# [RECORDS SHOWN]
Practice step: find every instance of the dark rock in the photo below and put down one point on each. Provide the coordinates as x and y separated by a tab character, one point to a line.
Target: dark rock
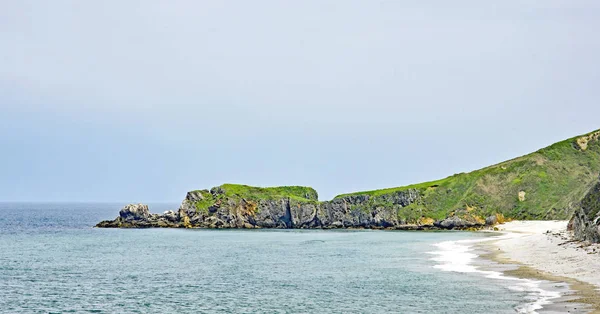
134	212
352	211
585	222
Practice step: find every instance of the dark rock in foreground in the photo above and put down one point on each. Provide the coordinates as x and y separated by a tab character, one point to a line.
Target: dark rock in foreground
585	223
227	207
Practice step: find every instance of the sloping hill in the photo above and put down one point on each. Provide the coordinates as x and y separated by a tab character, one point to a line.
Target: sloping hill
545	184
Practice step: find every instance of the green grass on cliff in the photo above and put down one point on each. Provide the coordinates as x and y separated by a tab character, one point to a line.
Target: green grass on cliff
553	180
299	193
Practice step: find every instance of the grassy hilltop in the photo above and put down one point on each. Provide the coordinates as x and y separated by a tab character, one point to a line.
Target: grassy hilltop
545	184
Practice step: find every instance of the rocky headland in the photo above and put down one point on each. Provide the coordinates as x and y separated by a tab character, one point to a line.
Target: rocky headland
585	222
548	184
239	206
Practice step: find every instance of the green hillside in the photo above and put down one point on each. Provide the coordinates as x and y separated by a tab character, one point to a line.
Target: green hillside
543	185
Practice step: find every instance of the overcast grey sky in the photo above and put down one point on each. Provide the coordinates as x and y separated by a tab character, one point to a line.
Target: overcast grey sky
145	100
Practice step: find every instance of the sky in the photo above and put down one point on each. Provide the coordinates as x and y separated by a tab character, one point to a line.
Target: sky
142	101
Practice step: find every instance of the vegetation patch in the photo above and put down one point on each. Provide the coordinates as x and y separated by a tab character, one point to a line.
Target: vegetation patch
554	178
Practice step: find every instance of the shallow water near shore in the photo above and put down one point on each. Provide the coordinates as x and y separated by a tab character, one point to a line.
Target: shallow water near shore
53	261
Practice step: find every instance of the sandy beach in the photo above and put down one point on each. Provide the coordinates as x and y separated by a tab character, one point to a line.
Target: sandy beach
545	250
547	246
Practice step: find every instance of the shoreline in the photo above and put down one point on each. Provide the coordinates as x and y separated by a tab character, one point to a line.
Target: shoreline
545	251
518	256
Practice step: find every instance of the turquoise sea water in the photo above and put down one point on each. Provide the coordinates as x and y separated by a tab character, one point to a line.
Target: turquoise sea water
53	261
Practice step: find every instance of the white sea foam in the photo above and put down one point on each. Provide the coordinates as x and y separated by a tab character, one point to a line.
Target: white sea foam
458	256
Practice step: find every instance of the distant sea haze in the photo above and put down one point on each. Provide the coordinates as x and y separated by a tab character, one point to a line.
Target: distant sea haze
54	261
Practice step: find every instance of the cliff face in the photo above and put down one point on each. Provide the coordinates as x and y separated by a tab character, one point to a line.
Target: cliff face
585	222
226	207
546	184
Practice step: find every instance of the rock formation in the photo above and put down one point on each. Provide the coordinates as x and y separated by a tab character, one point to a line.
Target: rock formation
585	222
222	207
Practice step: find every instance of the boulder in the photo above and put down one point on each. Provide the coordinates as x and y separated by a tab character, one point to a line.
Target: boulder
134	212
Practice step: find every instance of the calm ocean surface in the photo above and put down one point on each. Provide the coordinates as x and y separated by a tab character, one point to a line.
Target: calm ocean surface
53	261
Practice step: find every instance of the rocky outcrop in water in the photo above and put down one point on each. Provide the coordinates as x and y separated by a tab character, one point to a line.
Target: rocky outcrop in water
585	222
264	208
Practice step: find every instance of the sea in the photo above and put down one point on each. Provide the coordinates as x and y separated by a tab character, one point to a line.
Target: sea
52	260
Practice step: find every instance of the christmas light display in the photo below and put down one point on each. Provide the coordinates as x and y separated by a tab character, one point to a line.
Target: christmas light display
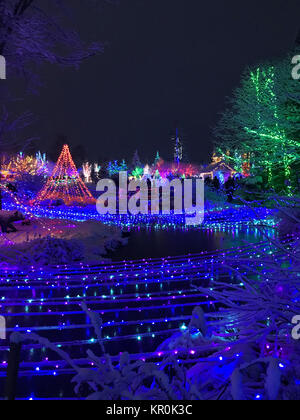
17	166
65	183
97	169
261	131
87	172
113	168
48	305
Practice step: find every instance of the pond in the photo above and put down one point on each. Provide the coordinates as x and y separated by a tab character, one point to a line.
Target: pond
157	243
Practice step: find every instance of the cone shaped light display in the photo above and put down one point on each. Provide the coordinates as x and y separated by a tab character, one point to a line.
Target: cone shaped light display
65	183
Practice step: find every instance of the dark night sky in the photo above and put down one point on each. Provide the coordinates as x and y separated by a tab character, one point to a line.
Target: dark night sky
167	61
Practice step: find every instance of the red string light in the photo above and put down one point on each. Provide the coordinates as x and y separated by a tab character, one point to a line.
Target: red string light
65	183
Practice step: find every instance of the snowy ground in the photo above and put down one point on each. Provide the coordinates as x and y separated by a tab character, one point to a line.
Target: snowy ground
51	241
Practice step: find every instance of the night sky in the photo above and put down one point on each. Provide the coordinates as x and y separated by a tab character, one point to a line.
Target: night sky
166	63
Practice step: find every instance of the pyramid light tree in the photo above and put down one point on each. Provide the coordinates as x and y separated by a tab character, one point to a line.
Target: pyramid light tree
65	183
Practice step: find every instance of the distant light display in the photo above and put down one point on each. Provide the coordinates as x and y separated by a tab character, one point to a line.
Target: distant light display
65	183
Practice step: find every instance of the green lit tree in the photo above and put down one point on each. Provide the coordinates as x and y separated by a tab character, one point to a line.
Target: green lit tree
261	125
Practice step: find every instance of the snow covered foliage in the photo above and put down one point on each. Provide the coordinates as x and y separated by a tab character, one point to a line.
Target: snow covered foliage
244	350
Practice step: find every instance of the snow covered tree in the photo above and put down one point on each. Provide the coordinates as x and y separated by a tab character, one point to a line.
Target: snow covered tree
32	33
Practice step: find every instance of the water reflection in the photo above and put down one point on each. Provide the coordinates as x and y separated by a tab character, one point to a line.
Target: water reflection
164	243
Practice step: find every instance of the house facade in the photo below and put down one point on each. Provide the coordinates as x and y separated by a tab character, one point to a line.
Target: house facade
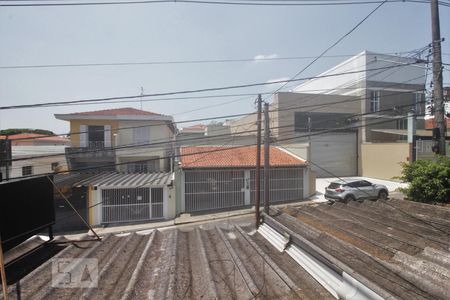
365	99
125	140
35	154
219	177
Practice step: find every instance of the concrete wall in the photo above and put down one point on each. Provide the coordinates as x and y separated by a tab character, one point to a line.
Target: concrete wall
40	165
160	134
382	160
287	104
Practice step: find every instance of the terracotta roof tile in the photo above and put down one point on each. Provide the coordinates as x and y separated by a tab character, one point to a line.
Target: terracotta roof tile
226	157
117	111
431	123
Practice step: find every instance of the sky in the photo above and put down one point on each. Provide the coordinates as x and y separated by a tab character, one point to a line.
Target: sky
185	31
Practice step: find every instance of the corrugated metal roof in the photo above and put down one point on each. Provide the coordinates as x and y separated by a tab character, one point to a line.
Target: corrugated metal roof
398	249
401	246
216	261
127	179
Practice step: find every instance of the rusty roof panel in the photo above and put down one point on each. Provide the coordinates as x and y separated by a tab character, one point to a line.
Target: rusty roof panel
226	262
403	247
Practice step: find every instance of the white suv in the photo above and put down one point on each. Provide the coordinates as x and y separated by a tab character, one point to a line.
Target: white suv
346	190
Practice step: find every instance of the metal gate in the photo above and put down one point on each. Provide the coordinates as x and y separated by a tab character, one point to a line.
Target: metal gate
132	204
285	184
213	189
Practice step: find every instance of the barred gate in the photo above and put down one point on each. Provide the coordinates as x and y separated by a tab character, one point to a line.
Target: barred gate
285	184
132	204
218	189
213	189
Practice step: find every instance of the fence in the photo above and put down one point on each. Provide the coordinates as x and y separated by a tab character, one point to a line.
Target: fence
218	189
132	204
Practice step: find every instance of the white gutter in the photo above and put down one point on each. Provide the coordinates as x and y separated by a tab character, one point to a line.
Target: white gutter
340	285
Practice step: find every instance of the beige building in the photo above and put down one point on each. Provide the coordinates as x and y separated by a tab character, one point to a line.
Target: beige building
126	140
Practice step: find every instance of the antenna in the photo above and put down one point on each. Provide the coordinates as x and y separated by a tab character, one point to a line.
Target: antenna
142	94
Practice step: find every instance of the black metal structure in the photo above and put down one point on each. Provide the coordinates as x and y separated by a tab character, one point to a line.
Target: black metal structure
26	208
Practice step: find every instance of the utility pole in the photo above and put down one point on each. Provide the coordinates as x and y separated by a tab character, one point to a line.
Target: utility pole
439	110
258	164
3	273
266	158
412	140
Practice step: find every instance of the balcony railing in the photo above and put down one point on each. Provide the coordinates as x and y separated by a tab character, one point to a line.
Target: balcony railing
95	149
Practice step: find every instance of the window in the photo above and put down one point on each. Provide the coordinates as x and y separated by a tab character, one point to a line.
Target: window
27	170
141	135
418	102
402	124
374	101
55	165
96	136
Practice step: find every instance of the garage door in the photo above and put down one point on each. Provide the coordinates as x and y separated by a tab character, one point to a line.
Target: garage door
132	204
213	189
334	154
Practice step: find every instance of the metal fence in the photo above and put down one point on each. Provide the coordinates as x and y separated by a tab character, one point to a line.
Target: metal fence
132	204
218	189
285	184
423	149
213	189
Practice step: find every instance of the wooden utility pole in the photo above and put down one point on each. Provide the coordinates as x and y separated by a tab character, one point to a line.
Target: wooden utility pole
3	273
266	158
258	164
438	95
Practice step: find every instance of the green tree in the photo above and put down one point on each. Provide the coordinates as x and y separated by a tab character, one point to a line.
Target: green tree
429	180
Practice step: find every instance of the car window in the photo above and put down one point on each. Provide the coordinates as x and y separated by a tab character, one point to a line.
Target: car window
352	184
334	185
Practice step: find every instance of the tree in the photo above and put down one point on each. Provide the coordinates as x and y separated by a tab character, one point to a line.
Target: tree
429	180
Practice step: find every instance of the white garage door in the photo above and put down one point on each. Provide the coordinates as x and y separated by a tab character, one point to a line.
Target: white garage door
334	154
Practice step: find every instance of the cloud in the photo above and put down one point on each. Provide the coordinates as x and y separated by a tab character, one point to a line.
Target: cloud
264	56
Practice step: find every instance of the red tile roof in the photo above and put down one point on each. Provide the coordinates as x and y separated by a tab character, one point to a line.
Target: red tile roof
116	112
228	157
431	123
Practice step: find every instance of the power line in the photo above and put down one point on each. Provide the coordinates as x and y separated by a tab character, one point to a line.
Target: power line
47	104
173	62
212	151
350	99
128	146
40	3
332	45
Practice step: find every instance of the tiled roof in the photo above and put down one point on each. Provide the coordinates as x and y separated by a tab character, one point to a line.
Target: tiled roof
116	112
225	157
431	123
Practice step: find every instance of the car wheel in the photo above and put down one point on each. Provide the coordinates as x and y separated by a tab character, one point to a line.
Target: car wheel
349	198
382	195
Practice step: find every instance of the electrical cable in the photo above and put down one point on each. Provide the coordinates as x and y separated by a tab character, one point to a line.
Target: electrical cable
47	104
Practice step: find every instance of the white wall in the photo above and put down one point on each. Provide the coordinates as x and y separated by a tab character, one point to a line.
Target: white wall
40	165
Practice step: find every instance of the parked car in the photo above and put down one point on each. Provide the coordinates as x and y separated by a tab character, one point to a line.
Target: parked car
348	190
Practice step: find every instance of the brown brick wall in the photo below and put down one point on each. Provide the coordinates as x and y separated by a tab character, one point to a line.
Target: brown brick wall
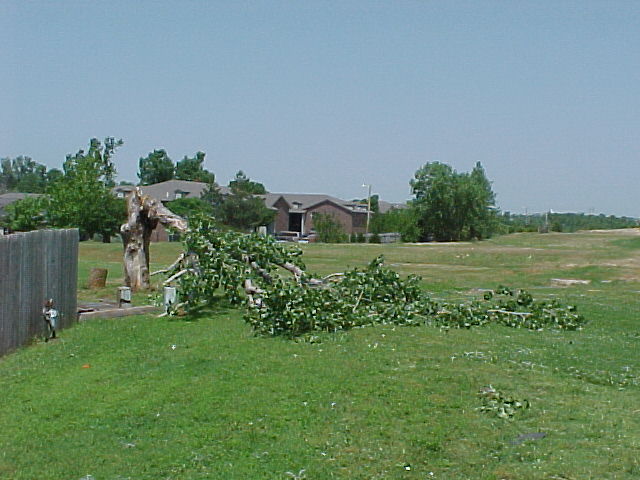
343	216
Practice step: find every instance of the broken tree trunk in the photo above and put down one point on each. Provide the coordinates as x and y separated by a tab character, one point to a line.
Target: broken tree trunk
144	214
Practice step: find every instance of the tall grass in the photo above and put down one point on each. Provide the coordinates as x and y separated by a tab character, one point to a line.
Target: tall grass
190	398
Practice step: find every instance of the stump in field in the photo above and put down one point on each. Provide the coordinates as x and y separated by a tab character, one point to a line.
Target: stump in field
144	214
97	278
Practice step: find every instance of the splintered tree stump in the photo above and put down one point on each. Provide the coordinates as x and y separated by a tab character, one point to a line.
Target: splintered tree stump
144	214
97	278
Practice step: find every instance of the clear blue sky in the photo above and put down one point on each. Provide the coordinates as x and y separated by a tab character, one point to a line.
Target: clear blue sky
321	96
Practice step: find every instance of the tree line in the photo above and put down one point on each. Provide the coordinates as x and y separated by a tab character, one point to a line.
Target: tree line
447	206
81	194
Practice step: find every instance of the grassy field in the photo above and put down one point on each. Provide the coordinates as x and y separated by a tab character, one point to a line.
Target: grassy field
149	398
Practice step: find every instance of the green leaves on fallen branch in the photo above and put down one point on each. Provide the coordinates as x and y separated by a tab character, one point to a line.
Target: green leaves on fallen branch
245	269
498	403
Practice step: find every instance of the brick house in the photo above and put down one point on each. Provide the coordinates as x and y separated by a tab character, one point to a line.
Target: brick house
295	212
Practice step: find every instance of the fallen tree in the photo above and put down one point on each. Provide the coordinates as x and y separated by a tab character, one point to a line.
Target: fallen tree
143	215
282	298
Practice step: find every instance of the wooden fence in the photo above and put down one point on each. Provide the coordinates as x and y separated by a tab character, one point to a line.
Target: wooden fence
36	266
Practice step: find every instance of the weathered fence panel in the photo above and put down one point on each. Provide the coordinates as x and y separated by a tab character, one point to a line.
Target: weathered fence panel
34	267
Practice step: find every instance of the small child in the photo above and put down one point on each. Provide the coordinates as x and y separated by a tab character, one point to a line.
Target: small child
50	315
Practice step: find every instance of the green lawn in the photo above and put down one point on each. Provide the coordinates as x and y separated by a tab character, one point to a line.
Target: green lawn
156	398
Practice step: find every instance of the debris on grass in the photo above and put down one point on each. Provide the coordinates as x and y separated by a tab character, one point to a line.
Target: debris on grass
503	406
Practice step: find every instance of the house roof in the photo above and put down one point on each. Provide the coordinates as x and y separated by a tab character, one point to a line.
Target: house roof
8	198
166	191
384	207
304	201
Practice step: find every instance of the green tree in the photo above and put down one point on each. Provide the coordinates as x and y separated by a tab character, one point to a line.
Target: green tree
452	206
401	220
82	197
192	168
188	207
242	210
243	183
156	167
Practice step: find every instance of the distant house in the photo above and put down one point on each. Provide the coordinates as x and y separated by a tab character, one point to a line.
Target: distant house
384	207
295	212
9	198
169	190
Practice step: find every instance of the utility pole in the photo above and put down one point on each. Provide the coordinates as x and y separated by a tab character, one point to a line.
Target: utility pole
364	185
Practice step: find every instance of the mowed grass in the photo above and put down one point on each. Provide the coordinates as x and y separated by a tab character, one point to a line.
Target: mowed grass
153	398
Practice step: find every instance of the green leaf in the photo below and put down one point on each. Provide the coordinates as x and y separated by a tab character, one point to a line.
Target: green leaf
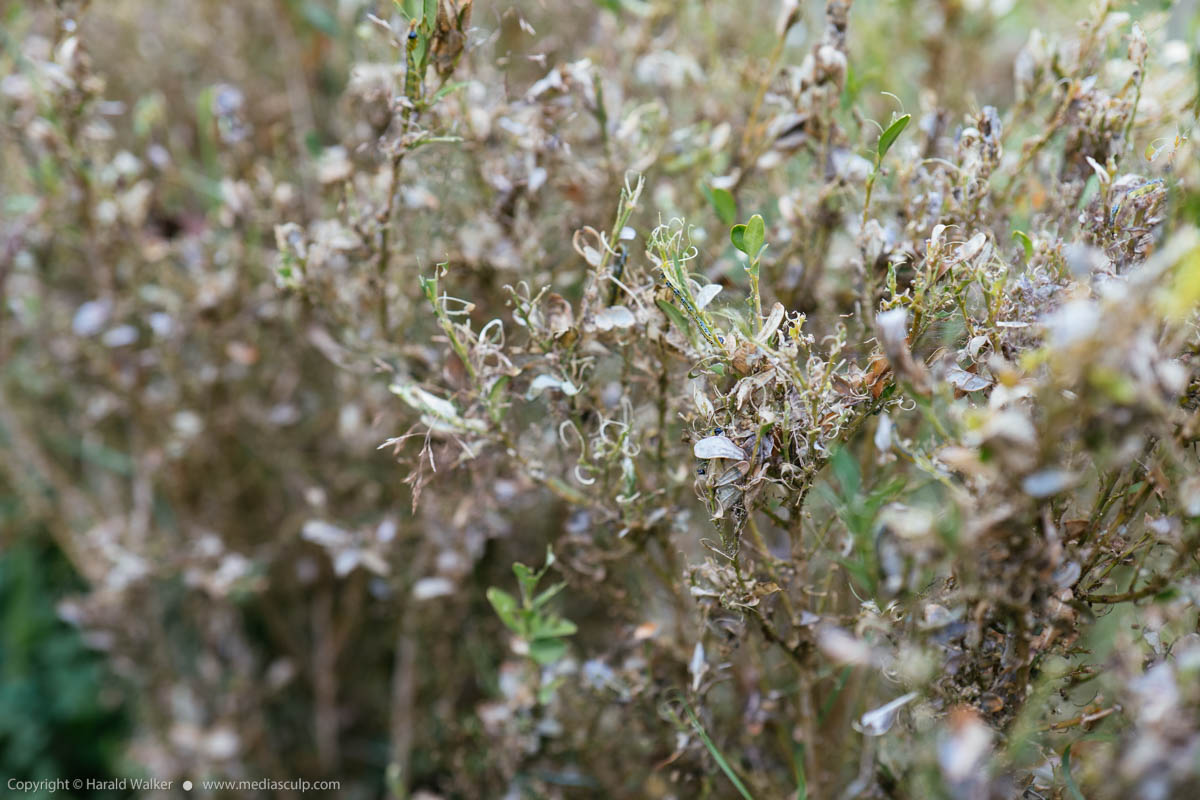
675	316
889	137
737	235
718	756
1026	242
445	90
528	581
505	606
755	235
845	470
724	204
551	627
547	651
547	595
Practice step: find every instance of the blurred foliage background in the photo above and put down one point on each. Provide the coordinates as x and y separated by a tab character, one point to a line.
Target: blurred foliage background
213	218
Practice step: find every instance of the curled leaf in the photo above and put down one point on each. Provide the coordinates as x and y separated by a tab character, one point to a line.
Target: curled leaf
718	447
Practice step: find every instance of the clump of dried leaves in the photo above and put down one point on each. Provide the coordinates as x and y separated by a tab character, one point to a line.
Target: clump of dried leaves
867	452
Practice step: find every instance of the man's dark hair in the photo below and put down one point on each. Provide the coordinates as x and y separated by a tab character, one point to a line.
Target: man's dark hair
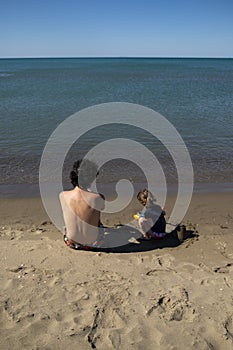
84	173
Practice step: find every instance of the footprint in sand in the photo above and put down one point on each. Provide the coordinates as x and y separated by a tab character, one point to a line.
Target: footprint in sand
173	305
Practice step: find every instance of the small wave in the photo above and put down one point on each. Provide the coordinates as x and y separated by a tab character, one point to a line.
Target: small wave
5	74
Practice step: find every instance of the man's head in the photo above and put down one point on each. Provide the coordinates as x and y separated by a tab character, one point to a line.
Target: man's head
142	196
83	174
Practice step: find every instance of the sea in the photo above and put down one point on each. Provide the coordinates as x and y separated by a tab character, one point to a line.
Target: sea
38	94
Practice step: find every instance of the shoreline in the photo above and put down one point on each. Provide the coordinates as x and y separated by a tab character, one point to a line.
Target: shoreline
27	190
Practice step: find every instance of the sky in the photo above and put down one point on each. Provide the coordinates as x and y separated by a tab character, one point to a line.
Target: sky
116	28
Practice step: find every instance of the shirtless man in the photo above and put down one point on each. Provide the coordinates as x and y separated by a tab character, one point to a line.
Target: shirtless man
81	207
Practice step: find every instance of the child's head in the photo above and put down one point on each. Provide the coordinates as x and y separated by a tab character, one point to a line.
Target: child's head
142	196
146	198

# [WHAT THE TASK REQUIRES]
The answer must consist of every line above that contains the word "below".

# [EXERCISE RESPONSE]
Practice step: find every instance of the dark rock in the photo below and put down one point on each. Provide the coordinates as x and y separated by a tab character, one point to a line.
Practice step: find every instance of the christmas light display in the photo below and put down one point on each. Provide the coordinates as x and y separated by a tab character, one point to a line.
Practice step: find every instance of the house facade in the photo below and put down one point on each. Provide the coordinates as x and y separated by a tab character, one point to a line.
Practice step: find every instance of the brown brick wall in the photo below and put down one point on each. Provide the coordinates as x and y separated by a tab character, one point to a line.
Practice step: find every instance of the green leaf in the photo below and put down one point on each. Provide the coordinates as x and y separated by a tab character, one point to a line.
Practice step: find every instance of the man's dark hair in the photo below and put down one point on each. Provide the coordinates as x and y separated by a tab character, one point to a line.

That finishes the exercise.